## DOCUMENT EXCERPT
+---+

Agriculture has evolved, and will continue to evolve. There have been many useful advances in farming over the years. Innovations in plant science such as plant biotechnology help farmers grow safe, high yielding and high quality crops without converting more land into farmland. Pesticides have also helped increase productivity by between 20 and 50 per cent over the last 50 years. This increased productivity allows farmers to produce more crops on existing land. Essentially, growing more with less.
- What is your favorite thing to do with a food crop you grow?
Growing up, my mom and I spent many hours in the farm kitchen baking and cooking. Canola oil is extracted from the seeds of the canola plant. Canola oil is known for its health benefits. We use canola oil in many baking recipes such as Pineapple Carrot Muffins, Pumpkin Chocolate Chip Muffins, and Beet and Carrot Muffins featured here. To this day, I still reach for the canola oil, not only because of the health benefits, but because I know I’m supporting our Canadian canola growers.

+---+

## PROVIDED RECORDS
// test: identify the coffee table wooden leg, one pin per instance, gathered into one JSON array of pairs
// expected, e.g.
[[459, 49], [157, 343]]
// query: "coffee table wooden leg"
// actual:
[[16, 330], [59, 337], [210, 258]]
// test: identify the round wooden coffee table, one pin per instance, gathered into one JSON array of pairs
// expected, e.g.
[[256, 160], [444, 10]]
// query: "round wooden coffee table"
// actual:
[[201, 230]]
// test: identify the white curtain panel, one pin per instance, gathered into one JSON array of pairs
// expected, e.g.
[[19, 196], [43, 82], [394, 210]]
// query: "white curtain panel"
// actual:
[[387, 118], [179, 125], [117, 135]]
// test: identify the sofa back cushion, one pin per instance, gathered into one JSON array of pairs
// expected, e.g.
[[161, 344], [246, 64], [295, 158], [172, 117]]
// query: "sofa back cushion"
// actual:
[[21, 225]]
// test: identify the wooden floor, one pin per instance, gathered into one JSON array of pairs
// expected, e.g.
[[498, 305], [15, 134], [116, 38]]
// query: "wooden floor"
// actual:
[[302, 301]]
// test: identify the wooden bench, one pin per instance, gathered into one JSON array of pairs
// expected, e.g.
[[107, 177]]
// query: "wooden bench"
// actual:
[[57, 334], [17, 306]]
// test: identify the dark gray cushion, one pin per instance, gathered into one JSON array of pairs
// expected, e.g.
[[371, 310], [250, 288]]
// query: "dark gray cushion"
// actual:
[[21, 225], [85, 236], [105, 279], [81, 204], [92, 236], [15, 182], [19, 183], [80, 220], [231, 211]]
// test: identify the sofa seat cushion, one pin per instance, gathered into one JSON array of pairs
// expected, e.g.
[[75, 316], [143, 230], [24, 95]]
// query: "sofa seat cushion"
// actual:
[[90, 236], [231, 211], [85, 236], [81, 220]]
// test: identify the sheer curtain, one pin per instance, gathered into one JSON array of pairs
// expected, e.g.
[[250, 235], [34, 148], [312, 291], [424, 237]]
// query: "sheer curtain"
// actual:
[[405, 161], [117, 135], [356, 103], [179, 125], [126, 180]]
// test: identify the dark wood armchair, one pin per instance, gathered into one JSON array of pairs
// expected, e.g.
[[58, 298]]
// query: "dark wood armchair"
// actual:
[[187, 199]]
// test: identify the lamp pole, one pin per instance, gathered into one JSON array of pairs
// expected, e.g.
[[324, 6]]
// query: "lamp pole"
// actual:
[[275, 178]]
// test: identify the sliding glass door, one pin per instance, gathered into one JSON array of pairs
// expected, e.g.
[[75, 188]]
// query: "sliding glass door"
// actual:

+---+

## WHAT YOU HAVE TO DO
Reproduce the farming and canola oil text word for word between "- What is your" and "Canadian canola growers.", inclusive.

## ANSWER FOR THIS EXERCISE
- What is your favorite thing to do with a food crop you grow?
Growing up, my mom and I spent many hours in the farm kitchen baking and cooking. Canola oil is extracted from the seeds of the canola plant. Canola oil is known for its health benefits. We use canola oil in many baking recipes such as Pineapple Carrot Muffins, Pumpkin Chocolate Chip Muffins, and Beet and Carrot Muffins featured here. To this day, I still reach for the canola oil, not only because of the health benefits, but because I know I’m supporting our Canadian canola growers.